Stated goal → Collect every line of the material below that contains the string "shirt", and reproduce each such line in full.

Information given →
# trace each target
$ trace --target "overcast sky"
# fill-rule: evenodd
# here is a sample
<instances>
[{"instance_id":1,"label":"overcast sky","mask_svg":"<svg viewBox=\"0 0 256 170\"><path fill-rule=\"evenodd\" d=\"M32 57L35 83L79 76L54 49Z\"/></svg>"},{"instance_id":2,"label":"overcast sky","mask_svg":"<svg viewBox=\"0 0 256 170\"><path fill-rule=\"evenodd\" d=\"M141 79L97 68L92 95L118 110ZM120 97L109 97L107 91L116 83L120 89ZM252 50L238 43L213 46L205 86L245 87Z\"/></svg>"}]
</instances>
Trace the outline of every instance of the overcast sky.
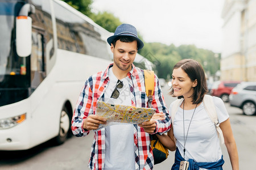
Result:
<instances>
[{"instance_id":1,"label":"overcast sky","mask_svg":"<svg viewBox=\"0 0 256 170\"><path fill-rule=\"evenodd\" d=\"M195 44L222 49L223 0L94 0L94 12L106 11L134 25L146 42Z\"/></svg>"}]
</instances>

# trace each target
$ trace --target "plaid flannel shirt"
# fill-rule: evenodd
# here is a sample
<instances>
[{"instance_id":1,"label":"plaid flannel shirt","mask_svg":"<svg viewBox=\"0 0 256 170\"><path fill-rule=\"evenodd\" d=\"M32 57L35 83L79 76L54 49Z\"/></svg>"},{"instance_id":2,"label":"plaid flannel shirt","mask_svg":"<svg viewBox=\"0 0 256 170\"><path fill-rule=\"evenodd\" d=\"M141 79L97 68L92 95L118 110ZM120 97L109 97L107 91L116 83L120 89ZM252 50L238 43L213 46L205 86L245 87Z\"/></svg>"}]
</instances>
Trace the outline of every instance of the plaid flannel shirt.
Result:
<instances>
[{"instance_id":1,"label":"plaid flannel shirt","mask_svg":"<svg viewBox=\"0 0 256 170\"><path fill-rule=\"evenodd\" d=\"M76 137L87 135L89 131L82 128L83 122L91 114L95 114L97 102L104 101L104 91L109 82L109 69L90 76L85 82L79 96L72 121L72 130ZM144 71L135 67L127 74L127 79L133 95L131 104L138 107L147 107L147 96L144 81ZM171 121L163 94L160 89L158 78L155 75L155 90L153 94L152 107L156 112L166 113L166 119L156 121L155 133L163 134L171 128ZM152 169L154 158L150 146L149 134L137 125L134 125L134 150L135 169ZM94 131L94 139L91 148L91 156L88 167L91 169L103 169L105 154L105 128Z\"/></svg>"}]
</instances>

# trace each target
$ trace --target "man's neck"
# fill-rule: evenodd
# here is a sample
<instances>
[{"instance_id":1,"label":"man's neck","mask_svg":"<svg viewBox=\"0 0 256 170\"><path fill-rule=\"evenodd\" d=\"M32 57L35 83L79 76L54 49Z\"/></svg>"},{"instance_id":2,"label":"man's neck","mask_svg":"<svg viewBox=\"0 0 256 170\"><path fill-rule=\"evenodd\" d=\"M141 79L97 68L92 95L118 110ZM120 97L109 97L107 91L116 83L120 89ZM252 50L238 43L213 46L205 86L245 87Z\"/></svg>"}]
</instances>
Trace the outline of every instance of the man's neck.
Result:
<instances>
[{"instance_id":1,"label":"man's neck","mask_svg":"<svg viewBox=\"0 0 256 170\"><path fill-rule=\"evenodd\" d=\"M117 77L117 78L119 80L122 79L123 78L125 78L127 76L128 73L129 73L130 71L131 70L131 68L129 68L127 70L120 70L120 69L119 69L115 65L114 65L112 68L113 73L114 73L114 75Z\"/></svg>"}]
</instances>

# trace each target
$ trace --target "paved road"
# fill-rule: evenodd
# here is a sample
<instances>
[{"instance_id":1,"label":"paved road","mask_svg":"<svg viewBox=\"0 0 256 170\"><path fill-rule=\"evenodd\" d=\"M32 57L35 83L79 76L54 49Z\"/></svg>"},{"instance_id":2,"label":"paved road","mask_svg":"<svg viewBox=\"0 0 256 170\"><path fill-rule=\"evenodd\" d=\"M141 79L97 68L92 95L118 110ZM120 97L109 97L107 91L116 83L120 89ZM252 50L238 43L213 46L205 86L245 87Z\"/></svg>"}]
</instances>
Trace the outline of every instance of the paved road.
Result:
<instances>
[{"instance_id":1,"label":"paved road","mask_svg":"<svg viewBox=\"0 0 256 170\"><path fill-rule=\"evenodd\" d=\"M167 95L168 90L168 86L163 88L167 105L169 106L175 99ZM251 163L256 158L256 116L242 115L240 109L230 107L228 103L225 105L238 146L241 169L253 169ZM0 151L0 169L89 169L86 165L93 138L93 134L90 134L85 138L73 137L59 146L53 146L47 142L26 151ZM225 146L222 152L225 160L224 169L232 169ZM154 169L170 169L174 159L174 152L170 152L167 159L156 165Z\"/></svg>"}]
</instances>

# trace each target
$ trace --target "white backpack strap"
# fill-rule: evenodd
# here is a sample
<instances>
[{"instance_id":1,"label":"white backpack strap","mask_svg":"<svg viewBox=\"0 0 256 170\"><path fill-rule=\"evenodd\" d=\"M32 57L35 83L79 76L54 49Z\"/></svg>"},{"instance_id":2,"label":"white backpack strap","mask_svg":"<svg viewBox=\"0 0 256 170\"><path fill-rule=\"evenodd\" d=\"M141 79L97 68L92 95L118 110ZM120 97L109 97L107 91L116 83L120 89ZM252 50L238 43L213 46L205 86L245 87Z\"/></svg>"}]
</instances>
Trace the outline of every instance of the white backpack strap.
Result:
<instances>
[{"instance_id":1,"label":"white backpack strap","mask_svg":"<svg viewBox=\"0 0 256 170\"><path fill-rule=\"evenodd\" d=\"M222 131L220 128L218 115L217 114L216 109L215 108L215 105L213 103L212 97L208 95L204 95L203 103L204 104L204 108L210 117L212 122L215 125L218 133L218 137L221 141L221 144L223 144L225 143L224 137L223 136Z\"/></svg>"},{"instance_id":2,"label":"white backpack strap","mask_svg":"<svg viewBox=\"0 0 256 170\"><path fill-rule=\"evenodd\" d=\"M184 99L177 99L174 101L174 104L172 105L171 113L171 120L172 121L172 126L174 125L174 118L175 117L176 113L177 113L177 110L179 108L179 107L183 101ZM172 126L173 128L174 126ZM173 128L172 128L173 129ZM176 143L176 138L174 136L174 142Z\"/></svg>"}]
</instances>

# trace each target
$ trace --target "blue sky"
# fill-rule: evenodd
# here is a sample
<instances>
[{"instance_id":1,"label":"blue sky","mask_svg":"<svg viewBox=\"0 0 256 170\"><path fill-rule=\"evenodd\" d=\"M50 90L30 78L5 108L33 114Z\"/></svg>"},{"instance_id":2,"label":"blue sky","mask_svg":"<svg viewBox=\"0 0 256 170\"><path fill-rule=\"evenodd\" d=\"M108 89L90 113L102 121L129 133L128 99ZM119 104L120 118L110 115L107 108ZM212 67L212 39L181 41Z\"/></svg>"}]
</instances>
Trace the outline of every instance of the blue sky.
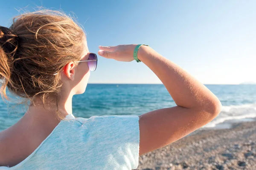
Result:
<instances>
[{"instance_id":1,"label":"blue sky","mask_svg":"<svg viewBox=\"0 0 256 170\"><path fill-rule=\"evenodd\" d=\"M204 84L256 82L255 0L1 1L2 26L20 9L61 9L76 14L90 52L99 45L145 43ZM89 83L161 83L142 63L99 58Z\"/></svg>"}]
</instances>

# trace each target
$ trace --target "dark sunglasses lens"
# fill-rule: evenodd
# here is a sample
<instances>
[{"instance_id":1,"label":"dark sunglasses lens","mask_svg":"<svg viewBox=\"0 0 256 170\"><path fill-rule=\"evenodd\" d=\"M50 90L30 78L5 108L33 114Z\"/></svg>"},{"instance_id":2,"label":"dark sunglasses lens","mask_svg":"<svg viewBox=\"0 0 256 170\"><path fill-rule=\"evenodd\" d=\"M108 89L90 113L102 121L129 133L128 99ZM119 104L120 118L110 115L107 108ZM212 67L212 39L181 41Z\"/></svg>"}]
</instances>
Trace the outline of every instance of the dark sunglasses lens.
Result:
<instances>
[{"instance_id":1,"label":"dark sunglasses lens","mask_svg":"<svg viewBox=\"0 0 256 170\"><path fill-rule=\"evenodd\" d=\"M88 66L90 71L94 71L97 67L97 55L94 53L90 53L88 60L94 60L94 61L88 61Z\"/></svg>"}]
</instances>

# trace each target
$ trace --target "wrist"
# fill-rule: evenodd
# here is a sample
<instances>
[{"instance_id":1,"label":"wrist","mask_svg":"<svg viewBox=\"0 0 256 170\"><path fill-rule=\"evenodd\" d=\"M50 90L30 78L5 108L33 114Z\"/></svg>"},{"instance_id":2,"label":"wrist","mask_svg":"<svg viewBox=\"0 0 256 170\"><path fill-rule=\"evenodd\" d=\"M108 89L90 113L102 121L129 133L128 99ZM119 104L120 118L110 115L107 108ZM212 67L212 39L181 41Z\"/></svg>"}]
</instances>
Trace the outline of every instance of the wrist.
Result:
<instances>
[{"instance_id":1,"label":"wrist","mask_svg":"<svg viewBox=\"0 0 256 170\"><path fill-rule=\"evenodd\" d=\"M149 48L149 46L144 45L140 46L138 50L137 57L139 60L143 61L143 59L148 54Z\"/></svg>"}]
</instances>

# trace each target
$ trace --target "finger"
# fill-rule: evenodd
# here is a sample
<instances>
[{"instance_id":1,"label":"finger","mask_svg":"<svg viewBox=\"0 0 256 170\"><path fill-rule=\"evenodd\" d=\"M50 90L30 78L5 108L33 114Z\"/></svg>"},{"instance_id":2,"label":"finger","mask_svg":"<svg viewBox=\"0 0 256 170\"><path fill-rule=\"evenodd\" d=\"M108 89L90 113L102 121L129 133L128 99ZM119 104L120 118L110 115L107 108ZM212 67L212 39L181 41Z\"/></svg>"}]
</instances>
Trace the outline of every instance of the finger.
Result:
<instances>
[{"instance_id":1,"label":"finger","mask_svg":"<svg viewBox=\"0 0 256 170\"><path fill-rule=\"evenodd\" d=\"M100 49L99 50L98 54L99 54L99 55L101 55L107 58L113 58L114 57L115 55L115 53L114 52L111 52L108 51L102 50L102 49Z\"/></svg>"},{"instance_id":2,"label":"finger","mask_svg":"<svg viewBox=\"0 0 256 170\"><path fill-rule=\"evenodd\" d=\"M108 51L109 52L113 52L116 50L116 46L99 46L99 48L103 50Z\"/></svg>"}]
</instances>

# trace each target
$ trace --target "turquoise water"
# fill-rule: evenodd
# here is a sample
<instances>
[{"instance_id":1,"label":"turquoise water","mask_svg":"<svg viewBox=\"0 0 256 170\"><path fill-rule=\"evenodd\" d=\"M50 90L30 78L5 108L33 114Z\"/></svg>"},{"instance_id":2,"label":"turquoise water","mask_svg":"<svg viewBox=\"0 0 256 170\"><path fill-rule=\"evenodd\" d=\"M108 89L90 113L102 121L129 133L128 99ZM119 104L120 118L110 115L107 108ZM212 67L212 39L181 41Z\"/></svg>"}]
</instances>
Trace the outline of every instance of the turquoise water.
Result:
<instances>
[{"instance_id":1,"label":"turquoise water","mask_svg":"<svg viewBox=\"0 0 256 170\"><path fill-rule=\"evenodd\" d=\"M223 122L256 117L256 85L207 85L223 105L220 115L204 127ZM73 98L73 114L140 115L176 104L162 84L89 84L85 92ZM22 106L12 108L0 99L0 131L15 123L26 112Z\"/></svg>"}]
</instances>

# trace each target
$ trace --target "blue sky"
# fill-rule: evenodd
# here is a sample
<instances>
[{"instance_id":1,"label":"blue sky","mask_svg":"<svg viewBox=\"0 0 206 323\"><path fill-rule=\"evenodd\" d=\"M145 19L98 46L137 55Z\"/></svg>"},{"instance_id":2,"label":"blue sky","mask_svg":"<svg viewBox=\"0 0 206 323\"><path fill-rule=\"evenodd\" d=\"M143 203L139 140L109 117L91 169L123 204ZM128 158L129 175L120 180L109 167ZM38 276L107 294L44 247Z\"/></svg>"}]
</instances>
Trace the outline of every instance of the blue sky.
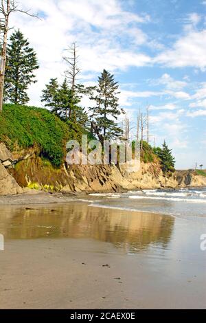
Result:
<instances>
[{"instance_id":1,"label":"blue sky","mask_svg":"<svg viewBox=\"0 0 206 323\"><path fill-rule=\"evenodd\" d=\"M206 168L206 1L27 0L23 8L42 20L13 15L35 48L41 68L30 89L30 104L52 77L61 80L64 49L79 47L80 80L93 85L103 68L114 74L119 103L131 120L150 109L150 141L164 140L178 168ZM87 106L88 102L84 100Z\"/></svg>"}]
</instances>

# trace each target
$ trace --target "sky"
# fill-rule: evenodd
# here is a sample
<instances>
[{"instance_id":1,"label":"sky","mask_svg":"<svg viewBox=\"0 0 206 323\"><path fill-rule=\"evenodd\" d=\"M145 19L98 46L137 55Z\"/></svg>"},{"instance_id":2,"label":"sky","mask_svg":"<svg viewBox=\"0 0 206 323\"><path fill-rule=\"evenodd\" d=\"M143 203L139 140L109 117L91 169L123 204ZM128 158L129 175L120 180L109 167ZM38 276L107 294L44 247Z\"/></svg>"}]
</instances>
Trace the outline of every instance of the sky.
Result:
<instances>
[{"instance_id":1,"label":"sky","mask_svg":"<svg viewBox=\"0 0 206 323\"><path fill-rule=\"evenodd\" d=\"M39 60L30 104L42 107L51 78L78 46L79 82L94 85L103 69L119 82L119 104L135 134L139 109L150 107L150 144L164 140L178 169L206 168L206 1L19 0L41 20L13 14L10 27L29 39ZM10 33L14 31L10 30ZM82 104L88 104L87 100ZM155 138L155 140L154 140Z\"/></svg>"}]
</instances>

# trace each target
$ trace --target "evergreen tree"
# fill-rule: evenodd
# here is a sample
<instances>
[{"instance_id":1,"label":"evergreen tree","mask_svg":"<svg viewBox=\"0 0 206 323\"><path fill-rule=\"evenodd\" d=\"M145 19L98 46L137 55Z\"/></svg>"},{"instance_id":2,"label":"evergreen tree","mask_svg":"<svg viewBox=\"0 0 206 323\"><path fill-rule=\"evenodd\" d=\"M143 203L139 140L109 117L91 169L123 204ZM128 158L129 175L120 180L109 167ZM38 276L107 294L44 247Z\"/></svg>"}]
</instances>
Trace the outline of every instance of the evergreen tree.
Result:
<instances>
[{"instance_id":1,"label":"evergreen tree","mask_svg":"<svg viewBox=\"0 0 206 323\"><path fill-rule=\"evenodd\" d=\"M45 106L50 109L51 112L58 115L59 106L59 85L57 78L51 78L49 83L46 85L46 89L43 90L41 102L45 102Z\"/></svg>"},{"instance_id":2,"label":"evergreen tree","mask_svg":"<svg viewBox=\"0 0 206 323\"><path fill-rule=\"evenodd\" d=\"M72 91L69 88L67 79L65 78L58 90L57 100L60 115L66 120L69 118L72 98Z\"/></svg>"},{"instance_id":3,"label":"evergreen tree","mask_svg":"<svg viewBox=\"0 0 206 323\"><path fill-rule=\"evenodd\" d=\"M36 54L19 30L12 34L10 41L7 52L4 100L24 104L30 100L27 93L28 86L36 82L33 74L39 67Z\"/></svg>"},{"instance_id":4,"label":"evergreen tree","mask_svg":"<svg viewBox=\"0 0 206 323\"><path fill-rule=\"evenodd\" d=\"M155 148L154 153L159 156L163 172L174 170L175 159L172 155L172 149L169 149L165 142L162 146L162 149Z\"/></svg>"},{"instance_id":5,"label":"evergreen tree","mask_svg":"<svg viewBox=\"0 0 206 323\"><path fill-rule=\"evenodd\" d=\"M104 140L122 135L122 129L116 122L124 112L118 104L118 82L115 82L113 75L104 69L91 97L95 102L95 106L90 108L91 127L102 143Z\"/></svg>"}]
</instances>

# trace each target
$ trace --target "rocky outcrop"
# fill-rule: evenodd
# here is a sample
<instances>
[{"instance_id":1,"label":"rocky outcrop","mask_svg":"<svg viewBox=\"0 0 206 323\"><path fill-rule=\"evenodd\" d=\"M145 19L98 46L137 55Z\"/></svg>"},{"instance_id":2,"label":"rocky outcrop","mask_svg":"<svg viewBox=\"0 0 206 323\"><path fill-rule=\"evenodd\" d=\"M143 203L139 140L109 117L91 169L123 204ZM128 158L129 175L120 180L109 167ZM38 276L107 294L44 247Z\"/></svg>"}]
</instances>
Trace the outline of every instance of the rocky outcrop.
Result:
<instances>
[{"instance_id":1,"label":"rocky outcrop","mask_svg":"<svg viewBox=\"0 0 206 323\"><path fill-rule=\"evenodd\" d=\"M0 195L15 194L23 192L23 190L0 163Z\"/></svg>"},{"instance_id":2,"label":"rocky outcrop","mask_svg":"<svg viewBox=\"0 0 206 323\"><path fill-rule=\"evenodd\" d=\"M21 188L72 193L206 186L206 177L192 170L165 176L158 163L141 163L133 172L126 164L64 165L58 169L41 158L35 147L12 154L3 144L0 144L0 194L22 192Z\"/></svg>"},{"instance_id":3,"label":"rocky outcrop","mask_svg":"<svg viewBox=\"0 0 206 323\"><path fill-rule=\"evenodd\" d=\"M194 170L179 170L176 178L181 187L206 186L206 177L197 175Z\"/></svg>"}]
</instances>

The output →
$ trace --target "plaid flannel shirt"
[{"instance_id":1,"label":"plaid flannel shirt","mask_svg":"<svg viewBox=\"0 0 256 170\"><path fill-rule=\"evenodd\" d=\"M32 57L35 83L79 76L54 49Z\"/></svg>"},{"instance_id":2,"label":"plaid flannel shirt","mask_svg":"<svg viewBox=\"0 0 256 170\"><path fill-rule=\"evenodd\" d=\"M141 79L97 68L92 95L118 110ZM120 97L109 97L107 91L116 83L120 89ZM252 50L238 43L213 46L205 86L245 87Z\"/></svg>"}]
Trace the outline of every instance of the plaid flannel shirt.
[{"instance_id":1,"label":"plaid flannel shirt","mask_svg":"<svg viewBox=\"0 0 256 170\"><path fill-rule=\"evenodd\" d=\"M76 137L87 135L89 131L82 128L83 122L91 114L95 114L97 102L104 101L104 91L109 82L109 69L90 76L85 82L79 96L72 121L72 130ZM144 71L135 67L127 74L127 79L133 95L131 104L138 107L147 107L147 96L144 81ZM171 121L163 94L160 89L158 78L155 75L155 90L153 94L152 107L156 112L166 113L166 119L156 121L155 133L163 134L171 128ZM152 169L154 158L150 146L149 134L137 125L134 125L134 150L135 169ZM94 131L94 139L91 148L91 156L88 167L91 169L103 169L105 154L105 128Z\"/></svg>"}]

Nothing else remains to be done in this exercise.